## TASKS
**a.** Check each statement against the propeller pitch discussion and answer yes or no, quoting the words that decide it: (i) The maker limits the metal Sensenich prop to 2600 rpm. (ii) Cruising at 10,500 at 2300 RPM produced 150 TAS. (iii) The E2D in the 6A was re-pitched to 80" after the high compression cylinders were fitted.
**b.** Update the part of the propeller pitch discussion between "Thanks for sharing" and "at around 170kt.", inclusive, changing "160hp cylinders" to "new cylinders".

## EXCERPTED TEXT
• • • • •

I also suspect you are under pitched. Consider a Sensenich ground adjustable fixed pitch carbon fiber prop. These are less expensive new than the metal fixed pitch Sensenich props, so you may be able to sell it for not much difference (I did). Then you can set your pitch for your optimum mission. If you want max cruise performance, set it for 2700 RPM at full throttle at low altitude.
 
I wouldn't be surprised if the E2D engine was still a 150hp engine when the RV6 was built and that is why the 76" prop was installed. Later a new set of cylinders would have brought it to 160hp and consequently not enough pitch.

That is exactly the situation I had with my RV-6. I had my prop repitched to 80" after the cylinder change and it performs per specs.
 
Cruising at 10,500 at 2500 RPM I was seeing 150 TAS, 125 IAS, 144 GS.
Cruising at 10,500 at 2300 RPM I was seeing 134TAS, 112 IAS, 129 GS.


.

WHile I agree with others that many other things should be determined first, You will never get the speeds that others get, as you are not turning 2700 RPM which is where it makes the most power. If the above are in knots, it would seem that 2700 RPM would net you around 160 KTAS at 10K' which is pretty much what should be expected for an RV-6 /320 at that altitiude. At 8-10K, I get approximately 160 KTAS at 2730 RPM and 8.1 GPH (LOP) in my RV-6A with IO-320 and EI. Carbs or mags may reduce the LOP speeds but should not affect the ROP speeds.
 
Last edited:
The reason an O-320 with a metal Sensenich prop needs 80" of pitch is this prop is limited by the manufacturer to 2600rpm due to issues with harmonics at higher rpm.

However, it is still unclear if the original poster has the metal prop or a composite Sensenich adjustable prop.
 
Last edited:
WHile I agree with others that many other things should be determined first, You will never get the speeds that others get, as you are not turning 2700 RPM which is where it makes the most power. If the above are in knots, it would seem that 2700 RPM would net you around 160 KTAS at 10K' which is pretty much what should be expected for an RV-6 /320 at that altitiude. At 8-10K, I get approximately 160 KTAS at 2730 RPM and 8.1 GPH (LOP) in my RV-6A with IO-320 and EI. Carbs or mags may reduce the LOP speeds but should not affect the ROP speeds.

Thanks for sharing your numbers!
 
I had an E2D that was overhauled with 160hp cylinders in a 6A with a Sensenich metal prop. Initially it was at 76" but was re-pitched to 79" after the high compression cylinders were fitted. I could overspeed the prop at low level but at higher altitudes (8K+) it would turn about 2600rpm and true out at around 170kt.

• • • • •

(Coordinate annotation entries)
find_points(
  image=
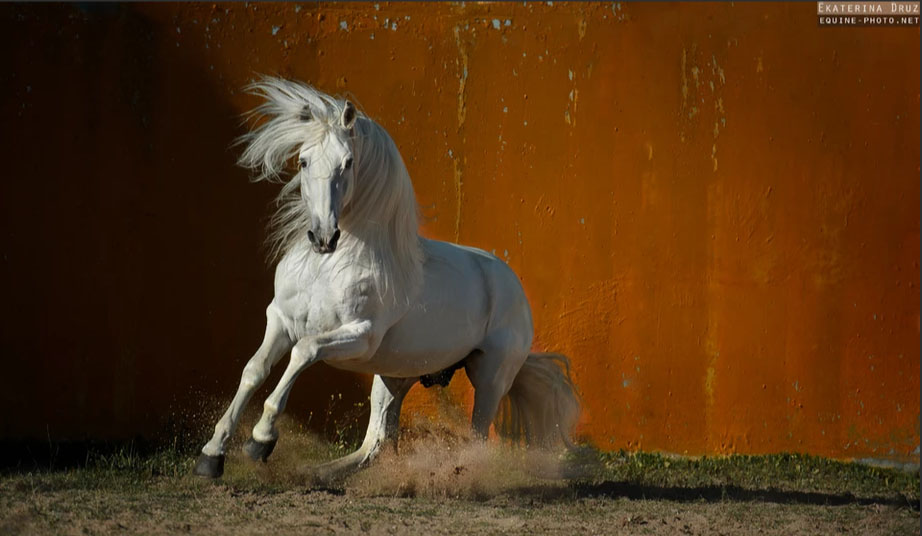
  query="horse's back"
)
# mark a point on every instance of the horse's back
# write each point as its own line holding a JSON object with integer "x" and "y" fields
{"x": 467, "y": 295}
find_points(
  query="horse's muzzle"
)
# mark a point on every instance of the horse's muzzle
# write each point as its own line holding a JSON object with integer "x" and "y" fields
{"x": 322, "y": 245}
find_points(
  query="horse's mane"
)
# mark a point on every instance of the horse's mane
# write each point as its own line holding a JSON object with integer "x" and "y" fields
{"x": 380, "y": 223}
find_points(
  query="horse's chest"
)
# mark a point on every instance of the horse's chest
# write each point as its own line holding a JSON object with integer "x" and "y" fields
{"x": 318, "y": 305}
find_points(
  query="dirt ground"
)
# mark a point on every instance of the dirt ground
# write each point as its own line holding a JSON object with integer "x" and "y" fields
{"x": 165, "y": 507}
{"x": 449, "y": 486}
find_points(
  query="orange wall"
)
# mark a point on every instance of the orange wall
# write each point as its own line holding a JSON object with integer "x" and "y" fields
{"x": 713, "y": 207}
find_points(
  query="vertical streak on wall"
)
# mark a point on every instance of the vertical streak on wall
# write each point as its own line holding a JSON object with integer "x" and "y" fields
{"x": 462, "y": 110}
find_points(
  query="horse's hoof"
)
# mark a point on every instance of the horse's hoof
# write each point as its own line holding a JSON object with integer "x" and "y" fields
{"x": 257, "y": 450}
{"x": 209, "y": 466}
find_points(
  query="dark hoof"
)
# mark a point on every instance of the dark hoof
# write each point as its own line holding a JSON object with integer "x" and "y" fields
{"x": 210, "y": 466}
{"x": 257, "y": 450}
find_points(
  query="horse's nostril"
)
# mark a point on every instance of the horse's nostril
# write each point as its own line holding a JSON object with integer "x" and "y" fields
{"x": 334, "y": 239}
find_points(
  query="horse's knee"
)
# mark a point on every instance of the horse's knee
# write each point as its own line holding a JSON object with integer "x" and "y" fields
{"x": 254, "y": 374}
{"x": 303, "y": 352}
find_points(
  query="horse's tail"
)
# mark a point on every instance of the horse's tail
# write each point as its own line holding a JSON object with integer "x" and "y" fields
{"x": 542, "y": 405}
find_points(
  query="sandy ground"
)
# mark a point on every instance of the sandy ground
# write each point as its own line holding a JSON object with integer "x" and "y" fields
{"x": 166, "y": 507}
{"x": 440, "y": 485}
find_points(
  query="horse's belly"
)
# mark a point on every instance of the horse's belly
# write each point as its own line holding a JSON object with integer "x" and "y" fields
{"x": 416, "y": 348}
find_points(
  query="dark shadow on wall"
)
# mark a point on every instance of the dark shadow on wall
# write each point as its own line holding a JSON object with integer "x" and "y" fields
{"x": 132, "y": 273}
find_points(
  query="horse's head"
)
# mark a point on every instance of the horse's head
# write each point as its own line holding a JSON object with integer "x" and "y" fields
{"x": 326, "y": 177}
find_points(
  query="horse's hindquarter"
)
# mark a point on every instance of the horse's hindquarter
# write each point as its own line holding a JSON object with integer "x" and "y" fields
{"x": 465, "y": 293}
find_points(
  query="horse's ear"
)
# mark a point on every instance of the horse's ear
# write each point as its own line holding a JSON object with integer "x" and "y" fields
{"x": 348, "y": 118}
{"x": 305, "y": 114}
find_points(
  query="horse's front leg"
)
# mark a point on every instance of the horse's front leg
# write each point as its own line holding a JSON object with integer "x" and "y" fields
{"x": 346, "y": 342}
{"x": 275, "y": 343}
{"x": 383, "y": 423}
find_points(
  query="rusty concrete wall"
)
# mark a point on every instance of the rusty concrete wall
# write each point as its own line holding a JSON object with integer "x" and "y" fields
{"x": 713, "y": 207}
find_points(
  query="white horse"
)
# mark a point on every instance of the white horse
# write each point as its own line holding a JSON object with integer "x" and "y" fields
{"x": 360, "y": 290}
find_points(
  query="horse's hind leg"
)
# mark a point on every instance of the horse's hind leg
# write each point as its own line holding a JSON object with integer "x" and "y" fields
{"x": 275, "y": 343}
{"x": 491, "y": 372}
{"x": 383, "y": 424}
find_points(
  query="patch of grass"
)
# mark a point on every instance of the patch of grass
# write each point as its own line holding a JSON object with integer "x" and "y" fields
{"x": 782, "y": 472}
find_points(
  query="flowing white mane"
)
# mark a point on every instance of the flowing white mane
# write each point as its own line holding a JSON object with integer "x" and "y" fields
{"x": 379, "y": 225}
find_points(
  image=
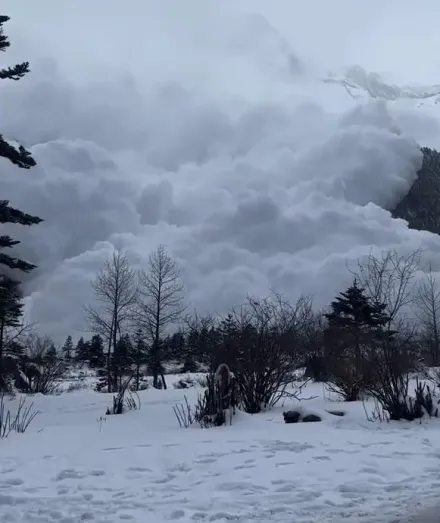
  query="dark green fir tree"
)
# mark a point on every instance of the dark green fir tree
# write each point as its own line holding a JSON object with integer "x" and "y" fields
{"x": 10, "y": 294}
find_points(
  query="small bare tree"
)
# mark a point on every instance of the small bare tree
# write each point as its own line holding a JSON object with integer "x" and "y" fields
{"x": 161, "y": 304}
{"x": 427, "y": 300}
{"x": 388, "y": 279}
{"x": 115, "y": 289}
{"x": 260, "y": 342}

• • • • •

## EXPECTED RESPONSES
**a.**
(i) Yes: "this prop is limited by the manufacturer to 2600rpm due to issues with harmonics at higher rpm"
(ii) No: "Cruising at 10,500 at 2300 RPM I was seeing 134TAS, 112 IAS, 129 GS."
(iii) No: "Initially it was at 76" but was re-pitched to 79" after the high compression cylinders were fitted."

**b.**
Thanks for sharing your numbers!
 
I had an E2D that was overhauled with new cylinders in a 6A with a Sensenich metal prop. Initially it was at 76" but was re-pitched to 79" after the high compression cylinders were fitted. I could overspeed the prop at low level but at higher altitudes (8K+) it would turn about 2600rpm and true out at around 170kt.